(INSTRUCTIONS TO FOLLOW):
Copy the entries below, swapping "road wheel" for "track wheel" and leaving everything else untouched.

(GIVEN DATA):
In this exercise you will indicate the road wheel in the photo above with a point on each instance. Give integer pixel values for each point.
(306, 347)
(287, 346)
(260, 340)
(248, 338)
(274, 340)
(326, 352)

(ANSWER FOR THE TASK):
In this exercise you will indicate the track wheel in the photo above with a point on each instance. Give integer pixel values for each point.
(306, 347)
(287, 346)
(260, 340)
(248, 338)
(274, 340)
(326, 352)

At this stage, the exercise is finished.